Exercise objective: Go through the material underneath and show every line where the string "moss" occurs.
===== Data provided
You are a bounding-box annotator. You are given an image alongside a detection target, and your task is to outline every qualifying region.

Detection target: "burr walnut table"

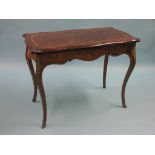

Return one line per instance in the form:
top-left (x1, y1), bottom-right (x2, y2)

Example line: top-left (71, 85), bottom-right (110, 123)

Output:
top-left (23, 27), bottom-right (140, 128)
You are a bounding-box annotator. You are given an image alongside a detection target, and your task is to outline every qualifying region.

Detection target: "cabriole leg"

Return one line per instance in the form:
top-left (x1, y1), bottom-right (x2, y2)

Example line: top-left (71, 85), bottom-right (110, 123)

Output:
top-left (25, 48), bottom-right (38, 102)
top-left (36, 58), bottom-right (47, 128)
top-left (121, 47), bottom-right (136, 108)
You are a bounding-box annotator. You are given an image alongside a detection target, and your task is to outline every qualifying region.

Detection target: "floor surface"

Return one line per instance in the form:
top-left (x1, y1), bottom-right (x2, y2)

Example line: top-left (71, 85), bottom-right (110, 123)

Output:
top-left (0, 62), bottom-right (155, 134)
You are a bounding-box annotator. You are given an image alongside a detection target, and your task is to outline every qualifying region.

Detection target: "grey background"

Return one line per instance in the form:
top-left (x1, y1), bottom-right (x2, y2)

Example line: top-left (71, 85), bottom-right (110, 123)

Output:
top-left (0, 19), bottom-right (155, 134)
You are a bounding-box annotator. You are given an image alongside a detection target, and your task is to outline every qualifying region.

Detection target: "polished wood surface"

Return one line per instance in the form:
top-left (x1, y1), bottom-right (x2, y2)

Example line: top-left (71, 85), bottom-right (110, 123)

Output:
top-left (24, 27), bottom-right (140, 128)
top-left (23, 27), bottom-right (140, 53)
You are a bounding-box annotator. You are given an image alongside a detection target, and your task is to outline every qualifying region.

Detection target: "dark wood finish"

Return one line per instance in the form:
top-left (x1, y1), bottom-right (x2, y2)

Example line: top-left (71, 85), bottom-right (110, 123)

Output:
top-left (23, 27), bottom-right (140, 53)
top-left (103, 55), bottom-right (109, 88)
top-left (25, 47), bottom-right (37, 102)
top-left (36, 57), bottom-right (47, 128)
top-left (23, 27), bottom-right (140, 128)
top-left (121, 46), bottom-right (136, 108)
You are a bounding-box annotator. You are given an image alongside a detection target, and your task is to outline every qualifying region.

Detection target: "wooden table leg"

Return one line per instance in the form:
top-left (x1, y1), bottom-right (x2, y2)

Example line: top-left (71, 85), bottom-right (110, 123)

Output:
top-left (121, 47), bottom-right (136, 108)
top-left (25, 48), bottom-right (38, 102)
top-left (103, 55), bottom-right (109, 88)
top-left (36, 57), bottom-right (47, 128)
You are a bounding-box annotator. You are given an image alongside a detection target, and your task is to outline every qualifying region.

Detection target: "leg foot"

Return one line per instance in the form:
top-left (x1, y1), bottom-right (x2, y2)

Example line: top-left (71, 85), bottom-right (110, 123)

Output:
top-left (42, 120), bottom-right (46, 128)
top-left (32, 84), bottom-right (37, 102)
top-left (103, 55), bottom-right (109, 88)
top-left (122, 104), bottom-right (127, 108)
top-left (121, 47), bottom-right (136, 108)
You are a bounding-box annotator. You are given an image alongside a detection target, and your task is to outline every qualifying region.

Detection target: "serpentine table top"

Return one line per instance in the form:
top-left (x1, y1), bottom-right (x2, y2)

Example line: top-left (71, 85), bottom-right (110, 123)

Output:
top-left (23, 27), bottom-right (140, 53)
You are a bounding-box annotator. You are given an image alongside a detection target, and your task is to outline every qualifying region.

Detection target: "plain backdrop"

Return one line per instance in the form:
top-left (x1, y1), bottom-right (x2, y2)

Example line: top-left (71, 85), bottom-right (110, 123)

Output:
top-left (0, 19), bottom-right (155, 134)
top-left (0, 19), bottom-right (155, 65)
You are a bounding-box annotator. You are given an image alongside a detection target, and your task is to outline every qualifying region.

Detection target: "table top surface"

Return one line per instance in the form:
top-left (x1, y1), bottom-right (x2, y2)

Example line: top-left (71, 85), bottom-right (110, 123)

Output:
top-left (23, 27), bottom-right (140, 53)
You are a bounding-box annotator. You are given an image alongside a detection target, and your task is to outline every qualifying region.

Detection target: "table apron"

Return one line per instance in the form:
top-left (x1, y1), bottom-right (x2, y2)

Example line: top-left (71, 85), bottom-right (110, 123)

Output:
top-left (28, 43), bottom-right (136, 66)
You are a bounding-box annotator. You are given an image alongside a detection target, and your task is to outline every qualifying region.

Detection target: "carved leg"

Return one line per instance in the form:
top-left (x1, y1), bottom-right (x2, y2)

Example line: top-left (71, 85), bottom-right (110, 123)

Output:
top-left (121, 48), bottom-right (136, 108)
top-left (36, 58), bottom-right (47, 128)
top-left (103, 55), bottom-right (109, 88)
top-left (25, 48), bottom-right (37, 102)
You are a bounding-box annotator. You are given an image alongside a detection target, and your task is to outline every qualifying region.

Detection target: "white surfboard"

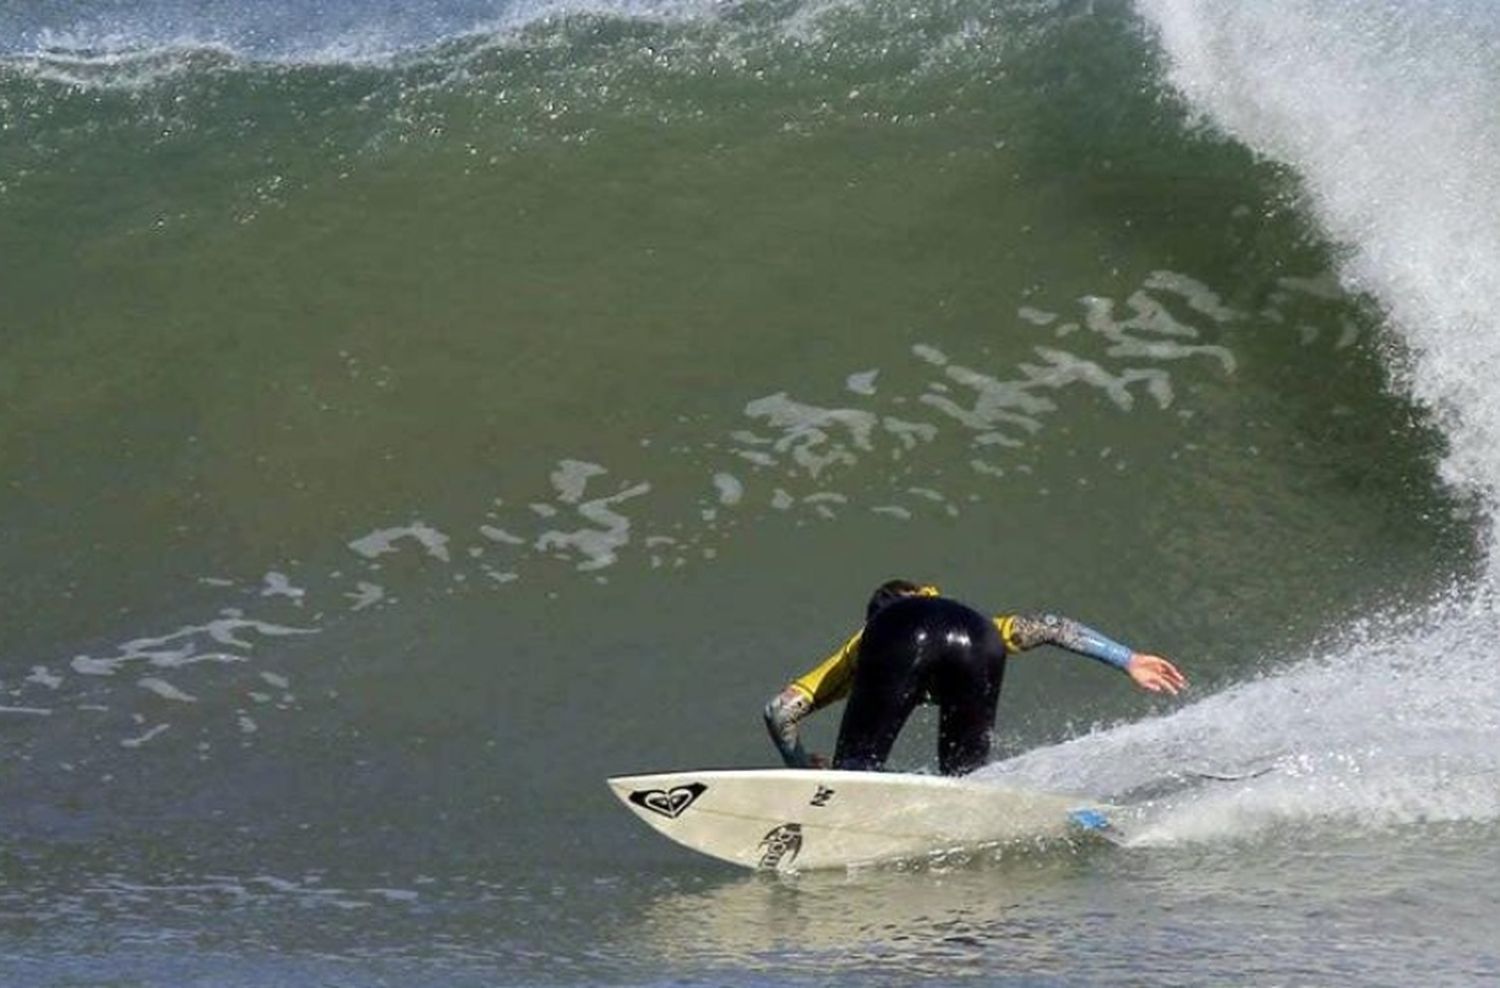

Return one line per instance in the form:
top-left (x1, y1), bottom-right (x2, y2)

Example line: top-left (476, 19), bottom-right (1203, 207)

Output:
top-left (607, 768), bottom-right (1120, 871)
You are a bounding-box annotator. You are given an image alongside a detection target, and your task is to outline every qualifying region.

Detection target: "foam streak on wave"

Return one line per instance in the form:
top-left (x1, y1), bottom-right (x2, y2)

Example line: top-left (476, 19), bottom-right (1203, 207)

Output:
==========
===== Data provided
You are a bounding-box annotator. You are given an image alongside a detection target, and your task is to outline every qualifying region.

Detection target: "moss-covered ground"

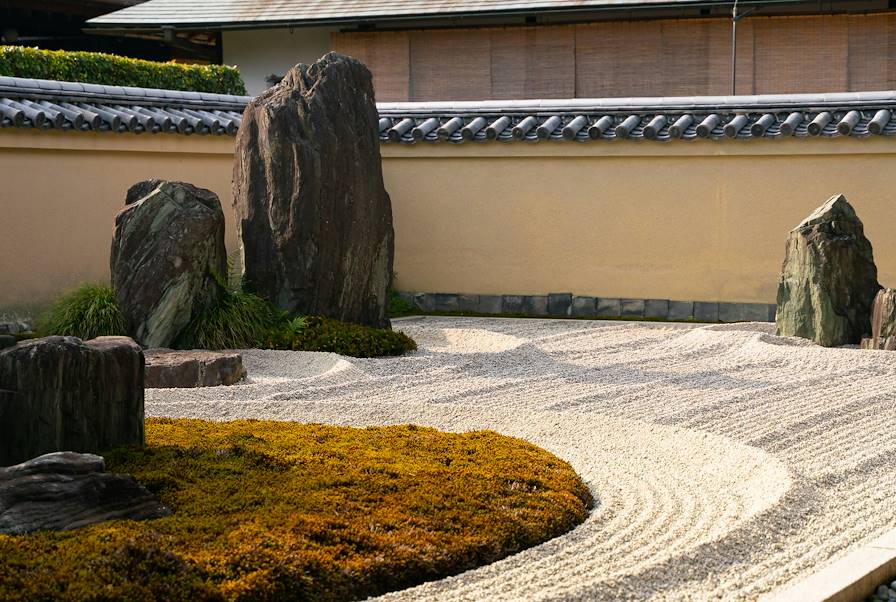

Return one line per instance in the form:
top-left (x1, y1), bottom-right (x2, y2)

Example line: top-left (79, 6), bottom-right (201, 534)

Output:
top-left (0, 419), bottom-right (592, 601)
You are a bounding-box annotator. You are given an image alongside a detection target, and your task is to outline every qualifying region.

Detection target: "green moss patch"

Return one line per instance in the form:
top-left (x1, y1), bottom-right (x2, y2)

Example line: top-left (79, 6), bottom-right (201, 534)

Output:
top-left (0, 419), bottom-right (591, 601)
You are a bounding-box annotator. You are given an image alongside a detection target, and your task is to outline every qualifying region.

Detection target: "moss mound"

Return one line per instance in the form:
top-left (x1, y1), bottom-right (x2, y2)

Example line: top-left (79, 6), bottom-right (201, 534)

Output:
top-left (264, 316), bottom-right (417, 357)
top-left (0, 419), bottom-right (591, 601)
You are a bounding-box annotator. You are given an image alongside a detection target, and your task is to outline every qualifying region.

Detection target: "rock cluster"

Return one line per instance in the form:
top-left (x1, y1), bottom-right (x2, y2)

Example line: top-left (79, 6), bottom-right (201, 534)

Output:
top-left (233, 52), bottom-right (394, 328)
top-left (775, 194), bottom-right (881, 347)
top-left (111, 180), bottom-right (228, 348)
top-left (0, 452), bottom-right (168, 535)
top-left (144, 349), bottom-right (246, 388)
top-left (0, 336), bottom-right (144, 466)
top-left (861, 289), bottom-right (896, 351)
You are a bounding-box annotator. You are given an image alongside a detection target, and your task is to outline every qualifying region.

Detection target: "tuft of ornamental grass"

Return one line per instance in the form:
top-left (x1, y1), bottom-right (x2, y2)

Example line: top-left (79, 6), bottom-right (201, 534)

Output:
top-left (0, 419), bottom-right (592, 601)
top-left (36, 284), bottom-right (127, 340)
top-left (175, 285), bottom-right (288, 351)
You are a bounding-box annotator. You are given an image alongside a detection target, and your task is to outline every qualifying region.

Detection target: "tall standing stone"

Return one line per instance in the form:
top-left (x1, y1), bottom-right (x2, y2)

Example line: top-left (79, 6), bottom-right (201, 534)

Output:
==========
Answer space:
Detection target: "moss-covered ground"
Detection target: "green moss patch"
Detection target: "moss mound"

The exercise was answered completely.